[Saved entries]
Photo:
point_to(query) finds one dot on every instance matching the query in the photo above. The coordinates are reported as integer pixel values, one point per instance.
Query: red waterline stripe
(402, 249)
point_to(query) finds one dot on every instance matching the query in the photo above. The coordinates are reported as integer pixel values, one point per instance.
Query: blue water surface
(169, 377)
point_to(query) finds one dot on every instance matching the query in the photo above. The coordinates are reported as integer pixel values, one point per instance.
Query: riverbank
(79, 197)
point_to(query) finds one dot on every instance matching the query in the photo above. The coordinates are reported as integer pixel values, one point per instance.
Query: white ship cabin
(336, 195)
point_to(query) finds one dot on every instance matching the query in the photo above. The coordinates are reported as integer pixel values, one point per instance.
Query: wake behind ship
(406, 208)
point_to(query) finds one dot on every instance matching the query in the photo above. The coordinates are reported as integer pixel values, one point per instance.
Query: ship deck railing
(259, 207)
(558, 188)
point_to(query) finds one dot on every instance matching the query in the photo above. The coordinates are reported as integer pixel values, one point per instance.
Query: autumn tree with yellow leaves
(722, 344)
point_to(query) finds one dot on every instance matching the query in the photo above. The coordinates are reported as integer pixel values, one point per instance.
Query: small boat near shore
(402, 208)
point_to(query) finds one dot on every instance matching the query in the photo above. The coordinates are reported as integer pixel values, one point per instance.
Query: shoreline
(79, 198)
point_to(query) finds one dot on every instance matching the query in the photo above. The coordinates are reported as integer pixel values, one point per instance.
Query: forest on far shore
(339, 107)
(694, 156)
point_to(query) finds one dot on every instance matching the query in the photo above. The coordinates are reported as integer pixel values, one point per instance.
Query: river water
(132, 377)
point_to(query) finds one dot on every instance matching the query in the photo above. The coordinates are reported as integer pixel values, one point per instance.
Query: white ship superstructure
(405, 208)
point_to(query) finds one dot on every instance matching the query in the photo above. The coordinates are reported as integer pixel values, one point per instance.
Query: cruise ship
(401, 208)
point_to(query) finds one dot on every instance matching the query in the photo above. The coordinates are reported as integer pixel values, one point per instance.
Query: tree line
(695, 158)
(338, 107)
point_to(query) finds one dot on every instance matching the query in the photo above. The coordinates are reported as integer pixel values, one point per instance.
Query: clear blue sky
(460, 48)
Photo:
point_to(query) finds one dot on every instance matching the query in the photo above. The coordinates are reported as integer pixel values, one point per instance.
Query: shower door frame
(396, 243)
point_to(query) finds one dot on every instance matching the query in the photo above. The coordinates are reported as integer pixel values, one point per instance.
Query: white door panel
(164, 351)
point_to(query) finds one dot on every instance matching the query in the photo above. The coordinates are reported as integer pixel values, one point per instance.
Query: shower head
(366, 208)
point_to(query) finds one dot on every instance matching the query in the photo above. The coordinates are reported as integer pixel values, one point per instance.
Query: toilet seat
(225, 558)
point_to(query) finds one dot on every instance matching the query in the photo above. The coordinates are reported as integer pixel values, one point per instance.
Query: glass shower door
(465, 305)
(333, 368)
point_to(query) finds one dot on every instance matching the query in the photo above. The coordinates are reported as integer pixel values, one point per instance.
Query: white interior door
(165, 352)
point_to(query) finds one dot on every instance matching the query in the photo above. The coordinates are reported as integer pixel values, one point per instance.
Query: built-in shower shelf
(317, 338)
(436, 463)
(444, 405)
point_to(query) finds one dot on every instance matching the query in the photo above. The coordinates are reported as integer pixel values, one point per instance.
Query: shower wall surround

__STATED GOAL__
Pull out each line of the listing above that contains the word "white".

__COMPLETED TASK__
Query: white ship cabin
Query: white ship superstructure
Query: white door panel
Query: white interior door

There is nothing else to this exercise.